**TEXTE DE LA PAGE:**
★ ★ ★ ★

Le pétrolier TI EUROPE en carénage à Brest, juin 2013

  Le pétrolier TI EUROPE est arrivé à Brest le 31 mai pour carénage aux bons soins de Damen Shiprepair Brest. S'il en est un qui mérite l'appellation de Ultra Large Crude Carrier (ULCC) c'est bien lui, puisqu'il s'agit du plus grand pétrolier du monde. Il y en a eu de plus grands, mais tous ont depuis été recyclés.
 
Caractéristiques principales
 
IMO 9235268  
Dimensions 380,00 x 68,00 x 34,00 m  
Tirant d'eau été 24,525  
Jauge brute / nette 234 006 / 162 477 ums  
Port en lourd 442 470 tonnes  
Capacités 490 505 m3 / 3 085 183 bbls  
Motorisation Sulzer 9RTA84T-D  
Puissance / vitesse 35 091 kW / 16 nds  
Construction 2002 par Daewoo, Geoje (Corée)

★ ★ ★ ★

**PROBLÈMES À RÉSOUDRE:**
**A)** D'après l'article sur le carénage du TI EUROPE, quel chantier a construit ce pétrolier, et où ?
**B)** Recopiez le passage de l'article sur le TI EUROPE de « Le pétrolier TI EUROPE est » à « Daewoo, Geoje (Corée) ».

★ ★ ★ ★

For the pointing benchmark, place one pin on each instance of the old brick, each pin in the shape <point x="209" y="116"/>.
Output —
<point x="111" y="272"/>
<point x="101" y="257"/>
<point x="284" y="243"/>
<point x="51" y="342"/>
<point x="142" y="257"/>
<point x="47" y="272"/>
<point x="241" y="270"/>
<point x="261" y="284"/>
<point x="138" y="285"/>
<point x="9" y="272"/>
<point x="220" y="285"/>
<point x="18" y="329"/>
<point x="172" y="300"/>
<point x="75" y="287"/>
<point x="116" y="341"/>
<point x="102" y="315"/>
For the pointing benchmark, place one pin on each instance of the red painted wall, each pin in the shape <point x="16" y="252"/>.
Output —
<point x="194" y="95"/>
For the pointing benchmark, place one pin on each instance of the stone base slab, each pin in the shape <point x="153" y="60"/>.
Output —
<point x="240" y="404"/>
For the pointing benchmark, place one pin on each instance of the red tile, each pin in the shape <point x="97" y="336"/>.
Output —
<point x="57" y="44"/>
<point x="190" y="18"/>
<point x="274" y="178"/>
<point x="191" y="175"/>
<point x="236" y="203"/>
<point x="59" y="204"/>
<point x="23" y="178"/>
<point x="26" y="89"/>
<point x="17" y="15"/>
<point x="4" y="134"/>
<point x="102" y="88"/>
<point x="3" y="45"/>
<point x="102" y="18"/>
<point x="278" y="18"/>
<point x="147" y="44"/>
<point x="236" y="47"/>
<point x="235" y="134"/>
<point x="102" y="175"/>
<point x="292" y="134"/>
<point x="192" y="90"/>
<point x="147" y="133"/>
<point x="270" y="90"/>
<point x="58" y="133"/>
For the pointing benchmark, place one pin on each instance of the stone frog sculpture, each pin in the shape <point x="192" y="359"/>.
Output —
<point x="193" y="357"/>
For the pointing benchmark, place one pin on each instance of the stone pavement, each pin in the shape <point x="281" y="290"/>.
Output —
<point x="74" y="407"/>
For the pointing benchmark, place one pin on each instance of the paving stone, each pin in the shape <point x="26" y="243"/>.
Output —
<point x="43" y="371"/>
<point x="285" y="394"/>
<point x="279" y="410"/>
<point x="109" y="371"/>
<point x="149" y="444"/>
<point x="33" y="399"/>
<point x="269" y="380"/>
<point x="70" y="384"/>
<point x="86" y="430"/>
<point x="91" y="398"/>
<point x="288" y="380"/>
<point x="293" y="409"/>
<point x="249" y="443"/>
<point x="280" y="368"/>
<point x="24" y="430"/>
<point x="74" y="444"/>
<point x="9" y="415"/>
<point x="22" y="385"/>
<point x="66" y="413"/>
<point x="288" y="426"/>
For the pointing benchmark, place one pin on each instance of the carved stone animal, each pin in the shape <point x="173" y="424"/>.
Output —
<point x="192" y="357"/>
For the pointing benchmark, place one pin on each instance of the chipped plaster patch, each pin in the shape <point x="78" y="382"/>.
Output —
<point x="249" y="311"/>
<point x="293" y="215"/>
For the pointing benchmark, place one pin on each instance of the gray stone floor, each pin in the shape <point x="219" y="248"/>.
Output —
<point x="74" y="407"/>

★ ★ ★ ★

**CORRIGÉ:**
**A)** Daewoo, à Geoje (Corée).

**B)**
Le pétrolier TI EUROPE est arrivé à Brest le 31 mai pour carénage aux bons soins de Damen Shiprepair Brest. S'il en est un qui mérite l'appellation de Ultra Large Crude Carrier (ULCC) c'est bien lui, puisqu'il s'agit du plus grand pétrolier du monde. Il y en a eu de plus grands, mais tous ont depuis été recyclés.
 
Caractéristiques principales
 
IMO 9235268  
Dimensions 380,00 x 68,00 x 34,00 m  
Tirant d'eau été 24,525  
Jauge brute / nette 234 006 / 162 477 ums  
Port en lourd 442 470 tonnes  
Capacités 490 505 m3 / 3 085 183 bbls  
Motorisation Sulzer 9RTA84T-D  
Puissance / vitesse 35 091 kW / 16 nds  
Construction 2002 par Daewoo, Geoje (Corée)